---------- Text provided ----------

W3C

– DRAFT –
Clreq Editors' Call

24 February 2021

Attendees

Present
Bobby, Eric, huijing, Makoto_Murata, Roy, xfq
Regrets
-
Chair
xfq
Scribe
xfq

Meeting minutes

xfq: Let's start the meeting.
… Today we have two guests, one is Murata Makoto from Japan
… He participated in various national and international standards organizations, including W3C
… Murata-san has been involved in accessibility, and hopes to explain what he is working on to the TF
… in particular ruby and vertical writing topics
… And the other guest is Roy Ran from the W3C Team.
… Roy is a Web Accessibility Specialist in the W3C Web Accessibility Initiative (WAI)

---------- Data shown ----------

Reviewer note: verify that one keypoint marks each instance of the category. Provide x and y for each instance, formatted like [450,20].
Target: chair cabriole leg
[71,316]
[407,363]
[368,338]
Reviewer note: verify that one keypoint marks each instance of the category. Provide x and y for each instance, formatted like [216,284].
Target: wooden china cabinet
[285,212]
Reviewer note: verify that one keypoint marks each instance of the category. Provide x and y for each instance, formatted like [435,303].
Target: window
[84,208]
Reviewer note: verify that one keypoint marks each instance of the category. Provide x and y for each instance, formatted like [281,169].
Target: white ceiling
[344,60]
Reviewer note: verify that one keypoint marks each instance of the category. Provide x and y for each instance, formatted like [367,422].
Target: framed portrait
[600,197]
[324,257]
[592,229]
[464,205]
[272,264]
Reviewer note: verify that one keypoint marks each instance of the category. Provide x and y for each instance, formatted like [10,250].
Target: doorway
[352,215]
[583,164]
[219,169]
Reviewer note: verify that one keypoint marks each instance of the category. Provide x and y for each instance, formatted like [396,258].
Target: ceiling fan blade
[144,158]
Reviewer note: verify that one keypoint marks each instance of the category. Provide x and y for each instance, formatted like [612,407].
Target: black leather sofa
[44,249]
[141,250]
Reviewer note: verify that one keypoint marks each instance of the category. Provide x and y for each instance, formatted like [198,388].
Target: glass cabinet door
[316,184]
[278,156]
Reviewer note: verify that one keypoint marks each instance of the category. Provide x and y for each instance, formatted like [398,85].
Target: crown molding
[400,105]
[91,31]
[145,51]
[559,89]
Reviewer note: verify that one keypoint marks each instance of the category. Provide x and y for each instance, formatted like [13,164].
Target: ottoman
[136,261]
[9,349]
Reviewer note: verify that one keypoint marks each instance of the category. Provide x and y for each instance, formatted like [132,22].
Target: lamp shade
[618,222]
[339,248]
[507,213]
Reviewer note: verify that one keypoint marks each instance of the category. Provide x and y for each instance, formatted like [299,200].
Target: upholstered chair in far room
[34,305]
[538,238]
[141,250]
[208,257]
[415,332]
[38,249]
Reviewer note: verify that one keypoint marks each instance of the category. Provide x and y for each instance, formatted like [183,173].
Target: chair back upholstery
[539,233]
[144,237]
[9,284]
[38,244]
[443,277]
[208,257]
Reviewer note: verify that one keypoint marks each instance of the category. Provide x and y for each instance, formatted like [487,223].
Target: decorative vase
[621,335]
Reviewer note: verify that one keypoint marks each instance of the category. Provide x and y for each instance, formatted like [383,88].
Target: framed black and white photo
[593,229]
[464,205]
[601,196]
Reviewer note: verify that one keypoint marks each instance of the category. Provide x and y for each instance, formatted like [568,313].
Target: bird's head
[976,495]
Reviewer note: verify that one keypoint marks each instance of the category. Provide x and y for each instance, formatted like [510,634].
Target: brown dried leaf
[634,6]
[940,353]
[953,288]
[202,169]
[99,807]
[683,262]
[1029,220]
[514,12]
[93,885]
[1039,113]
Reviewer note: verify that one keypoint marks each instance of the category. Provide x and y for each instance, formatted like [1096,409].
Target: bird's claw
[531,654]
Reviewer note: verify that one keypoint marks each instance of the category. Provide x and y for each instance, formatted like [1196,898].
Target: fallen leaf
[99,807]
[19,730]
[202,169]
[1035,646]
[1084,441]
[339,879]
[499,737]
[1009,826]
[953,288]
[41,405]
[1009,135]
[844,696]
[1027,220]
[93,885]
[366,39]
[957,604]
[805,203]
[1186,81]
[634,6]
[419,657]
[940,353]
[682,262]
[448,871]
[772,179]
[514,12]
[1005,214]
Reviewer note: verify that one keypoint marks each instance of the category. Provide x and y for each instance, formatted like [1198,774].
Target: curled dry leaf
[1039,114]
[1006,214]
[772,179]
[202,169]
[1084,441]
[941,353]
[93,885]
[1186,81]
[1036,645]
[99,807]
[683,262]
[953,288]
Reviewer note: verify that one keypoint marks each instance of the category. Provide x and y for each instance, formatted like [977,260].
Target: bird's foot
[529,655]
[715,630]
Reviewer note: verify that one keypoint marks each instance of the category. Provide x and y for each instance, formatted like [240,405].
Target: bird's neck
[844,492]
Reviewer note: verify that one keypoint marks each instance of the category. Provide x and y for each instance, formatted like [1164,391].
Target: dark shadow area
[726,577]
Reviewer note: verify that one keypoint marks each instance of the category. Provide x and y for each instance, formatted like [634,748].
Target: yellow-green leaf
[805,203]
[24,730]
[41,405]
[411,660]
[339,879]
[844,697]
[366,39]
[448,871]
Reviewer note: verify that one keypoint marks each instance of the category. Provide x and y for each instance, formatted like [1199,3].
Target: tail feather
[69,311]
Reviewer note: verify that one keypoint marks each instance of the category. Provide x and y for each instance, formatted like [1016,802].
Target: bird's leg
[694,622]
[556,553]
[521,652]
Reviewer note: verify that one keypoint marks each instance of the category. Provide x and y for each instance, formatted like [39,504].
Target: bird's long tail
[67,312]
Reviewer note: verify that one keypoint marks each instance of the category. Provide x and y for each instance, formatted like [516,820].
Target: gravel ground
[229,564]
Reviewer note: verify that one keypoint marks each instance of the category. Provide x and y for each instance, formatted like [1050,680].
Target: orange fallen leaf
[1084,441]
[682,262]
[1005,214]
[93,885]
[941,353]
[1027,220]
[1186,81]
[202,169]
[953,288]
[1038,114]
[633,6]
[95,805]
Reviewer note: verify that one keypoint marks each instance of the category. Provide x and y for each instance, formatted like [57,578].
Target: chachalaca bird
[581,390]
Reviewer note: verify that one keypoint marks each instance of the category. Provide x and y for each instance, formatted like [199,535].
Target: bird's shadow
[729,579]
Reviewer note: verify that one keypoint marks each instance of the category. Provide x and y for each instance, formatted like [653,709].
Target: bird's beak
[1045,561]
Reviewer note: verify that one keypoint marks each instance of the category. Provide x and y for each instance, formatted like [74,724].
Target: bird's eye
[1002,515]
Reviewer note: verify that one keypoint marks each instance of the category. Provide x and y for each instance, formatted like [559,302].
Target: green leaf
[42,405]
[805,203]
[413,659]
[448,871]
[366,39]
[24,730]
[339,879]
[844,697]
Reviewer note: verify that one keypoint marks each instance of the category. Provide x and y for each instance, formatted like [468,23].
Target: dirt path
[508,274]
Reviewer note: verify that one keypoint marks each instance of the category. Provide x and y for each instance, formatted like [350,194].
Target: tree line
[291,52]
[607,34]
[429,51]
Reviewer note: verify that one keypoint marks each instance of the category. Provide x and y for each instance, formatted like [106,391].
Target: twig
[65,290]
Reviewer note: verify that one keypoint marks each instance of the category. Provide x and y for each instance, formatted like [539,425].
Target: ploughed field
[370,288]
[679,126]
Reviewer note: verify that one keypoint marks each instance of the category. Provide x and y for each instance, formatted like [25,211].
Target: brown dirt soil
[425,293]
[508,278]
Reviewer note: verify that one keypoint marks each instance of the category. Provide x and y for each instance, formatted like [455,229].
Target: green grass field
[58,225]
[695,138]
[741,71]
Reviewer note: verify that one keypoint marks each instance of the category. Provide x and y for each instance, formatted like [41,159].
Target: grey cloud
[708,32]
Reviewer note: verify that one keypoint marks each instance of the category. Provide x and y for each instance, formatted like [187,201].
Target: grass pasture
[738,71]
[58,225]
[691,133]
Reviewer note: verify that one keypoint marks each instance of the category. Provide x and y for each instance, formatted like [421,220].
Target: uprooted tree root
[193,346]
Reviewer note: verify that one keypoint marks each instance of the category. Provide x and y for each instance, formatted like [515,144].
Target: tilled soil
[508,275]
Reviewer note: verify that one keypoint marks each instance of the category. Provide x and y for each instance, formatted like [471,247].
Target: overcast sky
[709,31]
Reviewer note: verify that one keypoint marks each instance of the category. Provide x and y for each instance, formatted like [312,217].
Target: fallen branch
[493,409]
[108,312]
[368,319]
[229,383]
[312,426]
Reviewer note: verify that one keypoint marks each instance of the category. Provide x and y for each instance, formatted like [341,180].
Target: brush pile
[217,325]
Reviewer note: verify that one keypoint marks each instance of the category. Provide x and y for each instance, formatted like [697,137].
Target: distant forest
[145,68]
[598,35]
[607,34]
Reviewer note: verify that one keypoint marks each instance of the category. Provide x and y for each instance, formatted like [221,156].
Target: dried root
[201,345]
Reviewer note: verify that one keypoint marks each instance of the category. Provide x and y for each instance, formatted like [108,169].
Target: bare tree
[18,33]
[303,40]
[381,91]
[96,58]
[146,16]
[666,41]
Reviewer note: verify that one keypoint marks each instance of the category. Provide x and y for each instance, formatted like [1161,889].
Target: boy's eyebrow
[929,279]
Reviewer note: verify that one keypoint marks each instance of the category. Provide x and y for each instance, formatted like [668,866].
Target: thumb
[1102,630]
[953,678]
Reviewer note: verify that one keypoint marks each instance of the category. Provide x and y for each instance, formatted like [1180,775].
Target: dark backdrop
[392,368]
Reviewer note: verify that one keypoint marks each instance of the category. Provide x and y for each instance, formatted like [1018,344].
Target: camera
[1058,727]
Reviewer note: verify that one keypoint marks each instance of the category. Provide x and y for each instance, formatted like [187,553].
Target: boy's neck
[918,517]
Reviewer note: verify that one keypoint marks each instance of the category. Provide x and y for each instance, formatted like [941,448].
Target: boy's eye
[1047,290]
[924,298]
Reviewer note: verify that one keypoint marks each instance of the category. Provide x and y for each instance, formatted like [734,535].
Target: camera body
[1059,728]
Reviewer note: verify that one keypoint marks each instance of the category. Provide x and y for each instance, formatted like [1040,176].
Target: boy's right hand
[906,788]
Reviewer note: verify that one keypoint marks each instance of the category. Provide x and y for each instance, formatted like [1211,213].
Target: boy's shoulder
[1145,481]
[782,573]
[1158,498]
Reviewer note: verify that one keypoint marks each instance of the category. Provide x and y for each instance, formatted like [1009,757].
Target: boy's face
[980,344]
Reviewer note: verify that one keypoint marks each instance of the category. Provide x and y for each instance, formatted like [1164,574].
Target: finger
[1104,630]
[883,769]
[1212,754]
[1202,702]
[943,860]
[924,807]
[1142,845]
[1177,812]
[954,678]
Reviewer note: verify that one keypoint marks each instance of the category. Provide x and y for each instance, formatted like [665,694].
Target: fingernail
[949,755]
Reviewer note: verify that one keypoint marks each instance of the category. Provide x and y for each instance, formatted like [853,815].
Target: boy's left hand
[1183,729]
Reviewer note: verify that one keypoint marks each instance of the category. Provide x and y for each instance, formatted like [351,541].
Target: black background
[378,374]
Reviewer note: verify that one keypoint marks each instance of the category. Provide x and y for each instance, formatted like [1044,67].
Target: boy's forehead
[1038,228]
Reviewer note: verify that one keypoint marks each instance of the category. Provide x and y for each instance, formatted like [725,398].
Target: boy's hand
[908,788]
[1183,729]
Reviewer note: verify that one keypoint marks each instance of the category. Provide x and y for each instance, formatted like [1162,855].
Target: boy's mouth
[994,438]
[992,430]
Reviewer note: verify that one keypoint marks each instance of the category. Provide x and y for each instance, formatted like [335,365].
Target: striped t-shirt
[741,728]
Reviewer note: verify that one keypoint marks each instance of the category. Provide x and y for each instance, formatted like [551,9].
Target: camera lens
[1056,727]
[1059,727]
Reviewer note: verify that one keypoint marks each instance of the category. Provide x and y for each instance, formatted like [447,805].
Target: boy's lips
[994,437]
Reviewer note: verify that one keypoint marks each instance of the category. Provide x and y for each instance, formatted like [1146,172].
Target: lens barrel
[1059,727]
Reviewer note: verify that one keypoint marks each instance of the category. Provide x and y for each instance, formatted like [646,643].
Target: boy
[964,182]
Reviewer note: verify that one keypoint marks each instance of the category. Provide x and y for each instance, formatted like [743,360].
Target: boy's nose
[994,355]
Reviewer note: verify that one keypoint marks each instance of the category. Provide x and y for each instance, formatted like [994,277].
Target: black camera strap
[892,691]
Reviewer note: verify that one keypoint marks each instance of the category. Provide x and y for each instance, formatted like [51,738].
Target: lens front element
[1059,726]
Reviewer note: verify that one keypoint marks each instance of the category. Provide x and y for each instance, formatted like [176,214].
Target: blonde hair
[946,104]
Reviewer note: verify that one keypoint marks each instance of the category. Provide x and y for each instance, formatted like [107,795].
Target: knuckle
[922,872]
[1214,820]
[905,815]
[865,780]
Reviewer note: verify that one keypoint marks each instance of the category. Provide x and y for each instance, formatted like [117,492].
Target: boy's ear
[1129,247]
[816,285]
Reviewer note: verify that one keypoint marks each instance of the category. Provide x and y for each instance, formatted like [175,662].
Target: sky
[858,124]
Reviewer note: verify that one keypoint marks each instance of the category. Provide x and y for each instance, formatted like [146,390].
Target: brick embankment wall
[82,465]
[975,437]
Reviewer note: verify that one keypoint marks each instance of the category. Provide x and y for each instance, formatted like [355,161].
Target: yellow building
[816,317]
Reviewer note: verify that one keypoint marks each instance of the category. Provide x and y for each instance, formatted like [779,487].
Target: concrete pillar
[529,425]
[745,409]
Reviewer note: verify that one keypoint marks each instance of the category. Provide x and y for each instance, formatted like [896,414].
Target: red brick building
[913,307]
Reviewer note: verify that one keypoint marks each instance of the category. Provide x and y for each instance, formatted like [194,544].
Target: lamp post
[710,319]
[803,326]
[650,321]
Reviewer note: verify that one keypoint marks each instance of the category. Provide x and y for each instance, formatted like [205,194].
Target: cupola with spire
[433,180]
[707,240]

----------

— Problem details —
Copy word for word everything in the meeting minutes from "xfq: Let's start" down to "the W3C Team.".

— Answer to this exercise —
xfq: Let's start the meeting.
… Today we have two guests, one is Murata Makoto from Japan
… He participated in various national and international standards organizations, including W3C
… Murata-san has been involved in accessibility, and hopes to explain what he is working on to the TF
… in particular ruby and vertical writing topics
… And the other guest is Roy Ran from the W3C Team.